• **Written instruction**
Reproduce the collection entries below word for word, leaving out the pictures.

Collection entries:
=-=-=

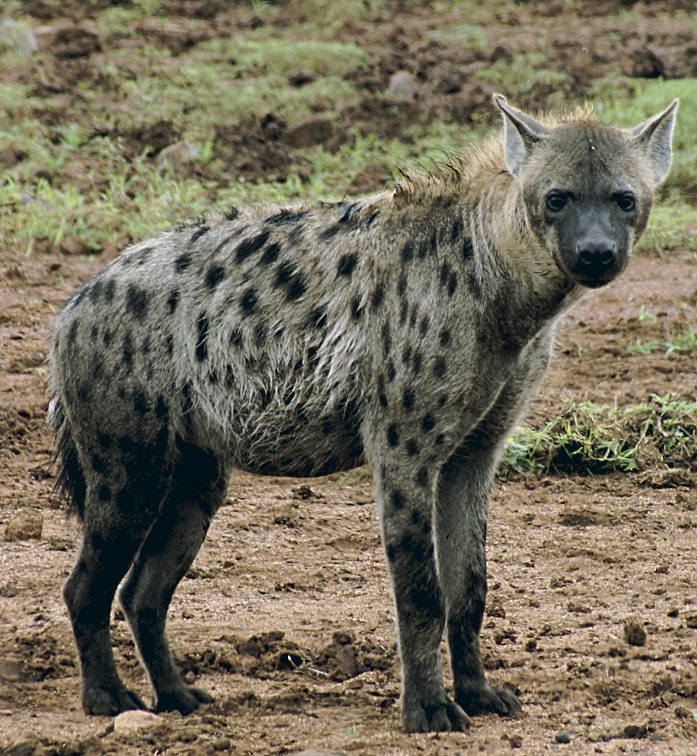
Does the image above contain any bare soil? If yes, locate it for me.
[0,0,697,756]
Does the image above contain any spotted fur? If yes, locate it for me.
[50,98,676,731]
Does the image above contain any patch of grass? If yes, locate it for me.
[476,52,570,97]
[629,323,697,358]
[498,396,697,478]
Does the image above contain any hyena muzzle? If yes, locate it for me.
[50,96,677,731]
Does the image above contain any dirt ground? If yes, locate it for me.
[0,0,697,756]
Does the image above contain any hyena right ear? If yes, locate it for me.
[630,99,680,185]
[494,94,547,176]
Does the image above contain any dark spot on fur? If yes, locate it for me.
[390,489,405,510]
[419,315,431,336]
[309,307,327,328]
[167,289,179,314]
[336,255,358,278]
[399,299,409,325]
[189,226,210,246]
[401,240,414,265]
[351,297,363,320]
[261,242,281,265]
[462,237,474,260]
[123,331,134,368]
[264,208,308,226]
[320,222,344,239]
[155,394,169,420]
[196,312,208,362]
[240,287,257,315]
[397,273,407,297]
[411,349,423,375]
[448,271,457,297]
[433,354,447,378]
[382,321,392,357]
[206,265,225,290]
[104,278,116,303]
[254,322,268,347]
[440,261,452,286]
[133,391,150,417]
[174,252,192,273]
[402,388,415,412]
[286,273,307,302]
[370,283,385,312]
[415,467,428,488]
[126,284,148,320]
[235,231,271,262]
[89,278,104,302]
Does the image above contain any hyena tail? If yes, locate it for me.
[48,396,87,520]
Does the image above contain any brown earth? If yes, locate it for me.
[0,0,697,756]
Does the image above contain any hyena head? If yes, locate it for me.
[495,95,678,288]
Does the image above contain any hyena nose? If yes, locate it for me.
[576,239,617,271]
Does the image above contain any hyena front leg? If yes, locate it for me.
[435,434,521,716]
[376,455,470,732]
[435,332,552,716]
[119,439,229,714]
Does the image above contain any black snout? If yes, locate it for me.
[576,239,617,275]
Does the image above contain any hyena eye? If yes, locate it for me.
[547,192,568,213]
[615,192,636,213]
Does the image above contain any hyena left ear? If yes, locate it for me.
[494,94,547,176]
[630,99,680,185]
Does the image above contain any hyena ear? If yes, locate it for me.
[494,94,547,176]
[630,99,680,185]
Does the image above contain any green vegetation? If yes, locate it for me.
[499,396,697,477]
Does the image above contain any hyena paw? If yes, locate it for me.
[455,682,522,717]
[155,684,213,714]
[403,698,472,732]
[82,685,148,717]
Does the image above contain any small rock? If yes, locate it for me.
[114,709,165,735]
[385,71,418,102]
[624,619,646,646]
[5,507,44,541]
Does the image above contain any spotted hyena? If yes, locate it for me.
[50,96,677,731]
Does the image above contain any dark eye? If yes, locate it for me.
[615,194,636,213]
[547,192,568,213]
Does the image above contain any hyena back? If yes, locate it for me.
[50,97,677,731]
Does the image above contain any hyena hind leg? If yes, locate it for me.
[63,460,168,716]
[119,441,229,714]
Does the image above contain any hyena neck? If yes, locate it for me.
[469,182,585,350]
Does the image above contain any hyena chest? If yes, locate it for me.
[228,396,364,477]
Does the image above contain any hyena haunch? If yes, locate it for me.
[50,96,677,731]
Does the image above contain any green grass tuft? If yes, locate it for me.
[498,396,697,478]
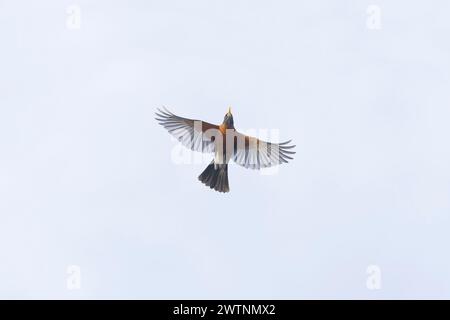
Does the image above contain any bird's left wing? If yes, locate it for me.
[155,108,219,153]
[233,132,295,169]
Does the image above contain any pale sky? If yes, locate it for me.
[0,0,450,299]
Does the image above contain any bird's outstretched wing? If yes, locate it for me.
[155,108,219,153]
[233,132,295,169]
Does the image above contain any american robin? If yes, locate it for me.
[155,108,295,192]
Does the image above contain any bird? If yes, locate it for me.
[155,107,295,193]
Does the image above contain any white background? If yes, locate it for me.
[0,0,450,299]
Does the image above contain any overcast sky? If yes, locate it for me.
[0,0,450,299]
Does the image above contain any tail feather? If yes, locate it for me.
[198,161,230,192]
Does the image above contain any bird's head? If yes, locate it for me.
[223,107,234,129]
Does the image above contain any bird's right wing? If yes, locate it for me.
[155,108,219,153]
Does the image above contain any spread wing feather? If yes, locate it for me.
[155,108,219,153]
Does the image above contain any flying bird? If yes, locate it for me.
[155,108,295,192]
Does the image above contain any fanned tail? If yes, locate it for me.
[198,160,230,192]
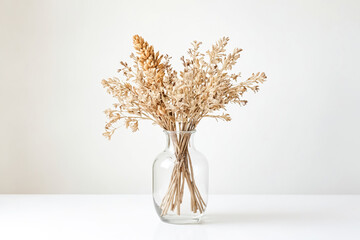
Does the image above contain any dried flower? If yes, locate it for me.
[102,35,266,215]
[102,35,266,139]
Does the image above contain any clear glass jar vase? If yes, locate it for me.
[152,130,209,224]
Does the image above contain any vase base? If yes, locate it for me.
[154,201,203,224]
[160,216,201,224]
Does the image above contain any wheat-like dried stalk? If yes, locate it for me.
[102,35,266,215]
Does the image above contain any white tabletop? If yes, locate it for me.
[0,195,360,240]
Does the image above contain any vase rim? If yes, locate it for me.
[164,129,196,134]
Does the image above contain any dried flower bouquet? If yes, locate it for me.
[102,35,266,215]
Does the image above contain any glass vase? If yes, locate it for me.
[152,130,209,224]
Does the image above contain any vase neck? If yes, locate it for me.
[164,130,196,151]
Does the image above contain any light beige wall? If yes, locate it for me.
[0,0,360,194]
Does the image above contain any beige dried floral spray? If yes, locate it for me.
[102,35,266,215]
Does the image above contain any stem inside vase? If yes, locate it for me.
[160,132,206,216]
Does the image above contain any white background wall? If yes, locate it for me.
[0,0,360,194]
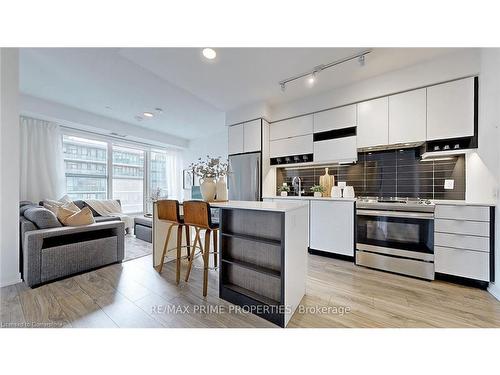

=-=-=

• **Answer for this exercise**
Does the image above contain any bare soil? If yes, locate it for me.
[0,0,697,756]
Does the image above contain any spotted fur? If yes, locate it for me.
[50,98,676,731]
Does the image above contain any patch of grass? If yes, locate it for me.
[476,52,570,97]
[629,323,697,358]
[498,396,697,478]
Does the image above contain any hyena muzzle? If yes, locate it for me.
[50,96,677,731]
Does the image above contain any dirt ground? If yes, locate it for me.
[0,0,697,756]
Does the image above contain any hyena right ear? If yes, locate it for me.
[630,99,680,185]
[494,94,547,176]
Does the image above contain any dark spot on fur? If yes, locate it for me.
[390,489,405,510]
[419,315,431,336]
[309,307,327,328]
[167,289,179,314]
[336,255,358,278]
[399,299,409,325]
[189,226,210,246]
[401,240,414,265]
[351,297,363,320]
[261,242,281,265]
[462,237,474,260]
[123,331,134,368]
[264,208,308,226]
[320,222,344,239]
[155,394,169,420]
[196,312,208,362]
[240,287,257,315]
[397,273,407,297]
[411,349,423,375]
[448,271,457,297]
[433,354,447,378]
[382,321,392,357]
[206,265,225,290]
[104,278,116,303]
[254,322,268,347]
[440,261,452,286]
[133,391,150,417]
[174,252,192,273]
[402,388,415,412]
[286,273,307,302]
[370,283,385,312]
[415,467,428,488]
[126,284,148,320]
[235,231,271,262]
[89,278,104,302]
Does the image above contain any hyena tail? If yes, locate it for me.
[48,396,87,520]
Does the image above contain any brown earth? If yes, locate it for me.
[0,0,697,756]
Does the image above contain any hyena head? If yes, locate it for me.
[495,95,678,288]
Does the image above contain any hyena nose? If yes, locate it for me.
[576,239,617,271]
Does the image above contain any hyena front leg? If yes, locate it for me.
[435,434,521,716]
[376,455,470,732]
[435,332,552,716]
[119,439,229,714]
Does the image above contain any black snout? If yes, locate it for me.
[576,239,617,275]
Does the image above contain any hyena eye? If yes, locate it for me.
[547,192,568,213]
[615,192,636,213]
Does the image above contain any hyena left ear? If yes, locate it for me.
[494,94,547,176]
[630,99,680,185]
Does the image above contain any hyena ear? If yes, locate it for me.
[494,94,547,176]
[630,99,680,185]
Does the image above contain any green vegetation? If yes, locate it for me.
[499,396,697,477]
Does the image above contain any hyena paw? If yes, locate it for me.
[455,682,522,717]
[155,684,213,714]
[403,698,472,732]
[82,685,148,717]
Does the image above contain any small rock? If yes, locate it for me.
[114,709,165,735]
[385,71,418,102]
[624,619,646,646]
[5,507,44,541]
Does the image above contain any spotted hyena? If yes, locate it for me.
[50,96,677,731]
Does the image above contain any dark eye? If yes, locate it for me.
[615,194,636,213]
[547,192,568,213]
Does the image above contain any hyena back? If yes, locate it for me.
[50,97,677,731]
Does the image above contain any hyena hind leg? If yes, locate it for me.
[63,460,168,716]
[119,441,229,714]
Does the image above contain any hyena neck? If yes, locate it for me.
[469,182,585,350]
Does the image above contain any hyena chest? If yes, locate it for me.
[228,396,364,477]
Does the image above contain any hyena haunch? If yes, locate it for me.
[50,96,677,731]
Does the image above contain any green grass tuft? If yes, locate it for me.
[498,396,697,478]
Does the image above contain any bird's left wing? If yes, locate it for me.
[155,108,219,153]
[233,132,295,169]
Does the image above contain any pale sky? If yes, locate it for me.
[0,0,450,299]
Does the image above contain any bird's outstretched wing? If yes, locate it for me.
[155,108,219,153]
[233,132,295,169]
Does the image above contain any american robin? If yes, locate it for me.
[155,108,295,192]
Does the image above contain any bird? If yes, locate it for me.
[155,107,295,193]
Does the image above contain any white background? If yes, locate it for me.
[0,0,450,299]
Does the image above contain any overcast sky? If yes, locate it for me.
[0,0,450,299]
Does the image above contain any tail feather? If yes, locate it for me.
[198,161,230,192]
Does the image above contain any bird's head? If yes, locate it for me.
[223,107,234,129]
Does the image above contain any bird's right wing? If yes, locate it for me.
[155,108,219,153]
Does the image above contain any spread wing feather? If yes, locate it for me.
[155,108,219,153]
Does the image above contain any flying bird? If yes, locate it for me.
[155,108,295,192]
Does the image above contain any fanned tail? If yes, locate it for me.
[198,160,230,192]
Does the image above contain any dried flower? If yes, locate it for me.
[102,35,266,215]
[102,35,266,139]
Does the image above contain any clear glass jar vase? If yes, locate it for me.
[152,130,209,224]
Does the image above contain any vase base? If yes, locate it for me.
[154,201,203,224]
[160,216,201,224]
Does the image above contain any wheat-like dried stalk? If yes, locate it for me.
[102,35,266,215]
Does the image above contain any white tabletop? If yes, locate it for me.
[0,195,360,240]
Does the image above contain any vase rim? If yes, locate it for me.
[164,129,196,134]
Does the image above contain any dried flower bouquet? If yes, locate it for me.
[102,35,266,215]
Does the image above contain any glass vase? If yes, locate it for me.
[152,130,209,224]
Does the image above contain any vase neck? If yes, locate it for me.
[164,130,196,151]
Does the image above contain any light beige wall? If yes, locate it for me.
[0,0,360,194]
Does the image above contain any beige dried floral spray? If yes, locate it for me.
[102,35,266,215]
Does the image above contain any stem inside vase? If yes, locate it for me.
[160,132,206,216]
Does the image above contain any white background wall? If yes, locate it for me.
[0,0,360,194]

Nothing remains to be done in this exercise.